• [DOCUMENT PASSAGE]:
§ §

# Importing and Configs

In [1]:
import gym
import numpy as np
import time

from gym import error, spaces, utils
from gym.utils import seeding
from tabulate import tabulate
from enum import Enum
from copy import copy, deepcopy
from random import randint, random

from IPython.display import display, clear_output

# Definig Environments

## objects in environment

In [2]:
class WorldObj:
    def __init__(self, name):
        self.name = name
        
    def __repr__(self):
        return " "
    
class Empty(WorldObj):
    def __init__(self):
        super().__init__('empty')
    
class Log(WorldObj):
    def __init__(self):
        super().__init__('log')
    
    def __repr__(self):
        return '_'
    
class Gold(WorldObj):
    def __init__(self):
        super().__init__('gold')
    
    def __repr__(self):
        return 'G'
    
class Food(WorldObj):
    def __init__(self):
        super().__init__('food')
    
    def __repr__(self):
        return '8'
    
    
class Trap(WorldObj):
    def __init__(self):
        super().__init__('trap')
        self.state = None
    
    def __repr__(self):
        return 'X'

class Teleport(WorldObj):
    def __init__(self, dest, chance=0.8):
        super().__init__('teleport')

§ §

• [RAW DATA]:
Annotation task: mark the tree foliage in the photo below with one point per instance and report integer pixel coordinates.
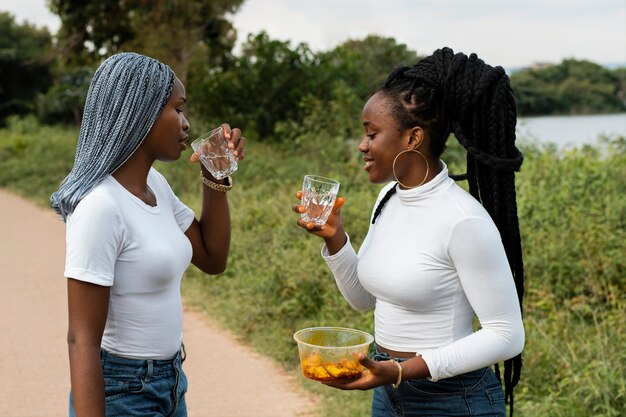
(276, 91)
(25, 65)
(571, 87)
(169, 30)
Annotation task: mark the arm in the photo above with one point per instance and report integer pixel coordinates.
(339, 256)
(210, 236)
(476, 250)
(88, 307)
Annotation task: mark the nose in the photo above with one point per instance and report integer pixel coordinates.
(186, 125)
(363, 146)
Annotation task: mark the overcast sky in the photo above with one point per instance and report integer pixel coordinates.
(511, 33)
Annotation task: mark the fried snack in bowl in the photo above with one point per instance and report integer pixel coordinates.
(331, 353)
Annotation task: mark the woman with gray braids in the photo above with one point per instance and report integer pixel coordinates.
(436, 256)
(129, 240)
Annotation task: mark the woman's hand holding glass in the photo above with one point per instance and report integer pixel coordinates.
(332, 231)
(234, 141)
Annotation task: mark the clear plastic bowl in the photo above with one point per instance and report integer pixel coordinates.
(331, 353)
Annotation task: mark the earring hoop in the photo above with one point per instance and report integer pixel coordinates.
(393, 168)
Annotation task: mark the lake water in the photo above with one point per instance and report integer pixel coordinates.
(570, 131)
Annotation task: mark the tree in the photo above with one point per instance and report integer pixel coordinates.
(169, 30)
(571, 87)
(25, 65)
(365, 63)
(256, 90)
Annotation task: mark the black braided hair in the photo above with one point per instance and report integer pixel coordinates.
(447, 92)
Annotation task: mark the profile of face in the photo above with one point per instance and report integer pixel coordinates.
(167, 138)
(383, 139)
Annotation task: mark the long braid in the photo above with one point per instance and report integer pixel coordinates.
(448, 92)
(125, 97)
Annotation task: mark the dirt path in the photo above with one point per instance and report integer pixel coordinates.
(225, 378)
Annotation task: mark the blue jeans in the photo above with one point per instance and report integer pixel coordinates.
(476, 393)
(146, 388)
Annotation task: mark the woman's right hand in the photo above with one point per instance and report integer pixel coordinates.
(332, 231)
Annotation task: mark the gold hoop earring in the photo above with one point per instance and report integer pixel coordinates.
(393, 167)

§ §

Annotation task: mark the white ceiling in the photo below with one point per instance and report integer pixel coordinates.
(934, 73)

§ §

• [REQUIREMENTS]: Pick up the environment-definition notebook above where it stops and carry on writing its code.

• [SOLVED PROBLEM]:
        self.destination = dest
        self.chance = chance
    
    def __repr__(self):
        return 'T'
    
    
class Stream(WorldObj):
    """
    stream only goes down or right!
    """
    
    def __init__(self, _dir: int):
        super().__init__('stream')
        self.dir = _dir
    
    def __repr__(self):
        return '~'
    
class Miner(WorldObj):
    def __init__(self):
        super().__init__('miner')
    
    def __repr__(self):
        return '*'
        

## Defining Envrionment

In [7]:
class Action(Enum):
    RIGHT = 0
    DOWN = 1
    LEFT = 2
    UP = 3
    LOG_RIGHT = 4
    LOG_DOWN = 5
    LOG_LEFT = 6
    LOG_UP = 7
    
    

class GoldHuntEnv(gym.Env):
    
    metadata = {'render.modes': ['human']}
    static_map_size = 7
    movement_acts = [Action.RIGHT, Action.LEFT, Action.DOWN, Action.UP,]
    craft_acts = [Action.LOG_RIGHT, Action.LOG_LEFT, Action.LOG_DOWN, Action.LOG_UP,]

    def __init__(self, ascii_rep=True):
        self.ascii_rep = ascii_rep
        self.action_space = spaces.Discrete(8)
        self.observation_space = spaces.Discrete(49)
        self.info = {}
        self.max_time_step = 50    
        
    def generate_static_map(self, agent_pos):
        env_map = [[Empty() for _ in range(self.map_size)] for _ in range(self.map_size)]
        env_map[2][1] = Trap()
        env_map[2][2] = Trap()
        env_map[2][3] = Trap()
        env_map[1][3] = Trap()
        env_map[0][3] = Trap()
        
        env_map[0][6] = Food()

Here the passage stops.